## What to work on
In every one of the records below, change "outline" to "mark" and reproduce the lines with nothing else altered.

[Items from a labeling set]
# # # # #
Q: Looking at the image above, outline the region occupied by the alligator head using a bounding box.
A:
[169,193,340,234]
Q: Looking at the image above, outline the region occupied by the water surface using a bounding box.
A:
# # # # #
## The answer
Q: Looking at the image above, mark the region occupied by the alligator head using a bounding box.
A:
[169,193,340,234]
Q: Looking at the image above, mark the region occupied by the water surface using a bounding box.
A:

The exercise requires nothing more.